Exercise brief: Copy every line of the listing below, changing each "wooden" to "timber" and leaving everything else as is.

Data entries:
[BEGIN]
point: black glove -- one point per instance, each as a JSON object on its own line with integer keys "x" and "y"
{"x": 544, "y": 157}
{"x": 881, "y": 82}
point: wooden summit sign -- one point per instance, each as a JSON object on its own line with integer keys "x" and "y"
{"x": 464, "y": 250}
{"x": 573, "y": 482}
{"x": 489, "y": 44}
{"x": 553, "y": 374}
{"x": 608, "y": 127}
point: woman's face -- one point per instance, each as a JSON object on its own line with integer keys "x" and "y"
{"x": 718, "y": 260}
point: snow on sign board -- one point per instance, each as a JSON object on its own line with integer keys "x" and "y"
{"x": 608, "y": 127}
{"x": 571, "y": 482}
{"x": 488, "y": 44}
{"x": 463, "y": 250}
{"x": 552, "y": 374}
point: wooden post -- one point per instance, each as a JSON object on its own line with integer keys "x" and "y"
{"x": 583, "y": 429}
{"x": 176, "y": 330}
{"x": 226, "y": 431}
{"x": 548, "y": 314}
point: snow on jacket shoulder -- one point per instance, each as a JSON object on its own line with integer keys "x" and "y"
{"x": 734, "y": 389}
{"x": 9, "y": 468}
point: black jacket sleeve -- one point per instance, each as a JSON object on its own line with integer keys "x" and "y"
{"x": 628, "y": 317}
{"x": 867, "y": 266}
[END]
Answer to this task:
point: black glove -- one point per instance, each as a JSON object on its own line with integer keys "x" and "y"
{"x": 544, "y": 157}
{"x": 881, "y": 82}
point: timber summit sign -- one point per instance, each as a JSON object on its own line with integer keys "x" and "y"
{"x": 464, "y": 250}
{"x": 573, "y": 482}
{"x": 489, "y": 44}
{"x": 553, "y": 374}
{"x": 608, "y": 127}
point: woman's face -- one point per instance, each as a JSON object on its own line with integer keys "x" and "y"
{"x": 718, "y": 260}
point: snow on sign board -- one point per instance, each as a JSON object on its own line with integer keys "x" and "y"
{"x": 608, "y": 127}
{"x": 571, "y": 482}
{"x": 488, "y": 44}
{"x": 463, "y": 250}
{"x": 552, "y": 374}
point: timber post -- one point per instance, each as a JSON object on its own line with integer keys "x" and "y"
{"x": 583, "y": 429}
{"x": 176, "y": 330}
{"x": 226, "y": 431}
{"x": 548, "y": 314}
point: snow on jacket shoulder -- one point per instance, each as a JSON object on its own line with integer keys "x" and "y"
{"x": 734, "y": 389}
{"x": 9, "y": 468}
point: black jacket sleeve -- one point per instance, each as a JSON object on its own line with integer keys "x" and "y"
{"x": 628, "y": 317}
{"x": 867, "y": 266}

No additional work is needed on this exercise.